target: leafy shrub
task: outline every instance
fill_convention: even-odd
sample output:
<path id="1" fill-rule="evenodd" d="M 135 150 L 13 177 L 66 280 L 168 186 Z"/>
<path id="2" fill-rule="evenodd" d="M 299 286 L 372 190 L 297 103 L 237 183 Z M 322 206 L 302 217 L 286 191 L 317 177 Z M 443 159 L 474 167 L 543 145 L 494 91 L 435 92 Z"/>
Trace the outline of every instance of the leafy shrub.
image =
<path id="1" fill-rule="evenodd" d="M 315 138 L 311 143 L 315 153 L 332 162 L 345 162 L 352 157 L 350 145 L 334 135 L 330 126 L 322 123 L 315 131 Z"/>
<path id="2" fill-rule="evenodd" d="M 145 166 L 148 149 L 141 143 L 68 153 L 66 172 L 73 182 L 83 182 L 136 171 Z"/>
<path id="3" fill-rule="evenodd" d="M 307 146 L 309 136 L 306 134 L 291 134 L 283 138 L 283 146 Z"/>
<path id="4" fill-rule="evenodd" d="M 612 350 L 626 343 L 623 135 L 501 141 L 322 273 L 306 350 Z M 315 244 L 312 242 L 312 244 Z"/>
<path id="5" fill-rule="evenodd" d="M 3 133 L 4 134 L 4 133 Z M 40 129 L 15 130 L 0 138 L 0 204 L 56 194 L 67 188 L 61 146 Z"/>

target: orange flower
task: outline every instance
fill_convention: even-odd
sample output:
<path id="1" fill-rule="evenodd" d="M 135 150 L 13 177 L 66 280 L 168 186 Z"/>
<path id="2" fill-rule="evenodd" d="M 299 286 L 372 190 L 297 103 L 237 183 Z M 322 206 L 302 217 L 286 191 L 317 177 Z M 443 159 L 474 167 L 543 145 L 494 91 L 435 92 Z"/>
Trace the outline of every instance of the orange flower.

-.-.-

Please reproduce each record precisely as written.

▸ RESULT FOR THIS EXERCISE
target: leafy shrub
task: outline every instance
fill_convention: even-odd
sample output:
<path id="1" fill-rule="evenodd" d="M 135 150 L 13 177 L 66 280 L 168 186 Z"/>
<path id="2" fill-rule="evenodd" d="M 299 286 L 372 190 L 297 103 L 237 183 Z M 322 206 L 302 217 L 286 191 L 317 177 Z M 443 159 L 474 167 L 543 145 L 494 91 L 435 92 Z"/>
Trace the outline of every instance of the leafy shrub.
image =
<path id="1" fill-rule="evenodd" d="M 315 138 L 311 143 L 315 153 L 332 162 L 345 162 L 352 157 L 350 145 L 334 135 L 330 126 L 322 123 L 315 131 Z"/>
<path id="2" fill-rule="evenodd" d="M 145 166 L 148 149 L 141 143 L 68 153 L 66 172 L 73 182 L 83 182 L 136 171 Z"/>
<path id="3" fill-rule="evenodd" d="M 307 146 L 309 136 L 306 134 L 291 134 L 283 138 L 283 146 Z"/>
<path id="4" fill-rule="evenodd" d="M 612 350 L 626 343 L 623 135 L 501 141 L 322 273 L 306 350 Z M 315 244 L 312 242 L 312 244 Z"/>
<path id="5" fill-rule="evenodd" d="M 3 133 L 4 134 L 4 133 Z M 40 129 L 15 130 L 0 138 L 0 204 L 56 194 L 67 188 L 61 146 Z"/>

target: orange flower
task: outline every instance
fill_convention: even-odd
sample output:
<path id="1" fill-rule="evenodd" d="M 135 150 L 13 177 L 66 280 L 168 186 Z"/>
<path id="2" fill-rule="evenodd" d="M 299 286 L 372 190 L 297 103 L 237 183 Z M 322 206 L 302 217 L 286 191 L 317 177 Z M 443 159 L 474 167 L 543 145 L 494 91 L 435 92 Z"/>
Trace the outline of every instance of the orange flower.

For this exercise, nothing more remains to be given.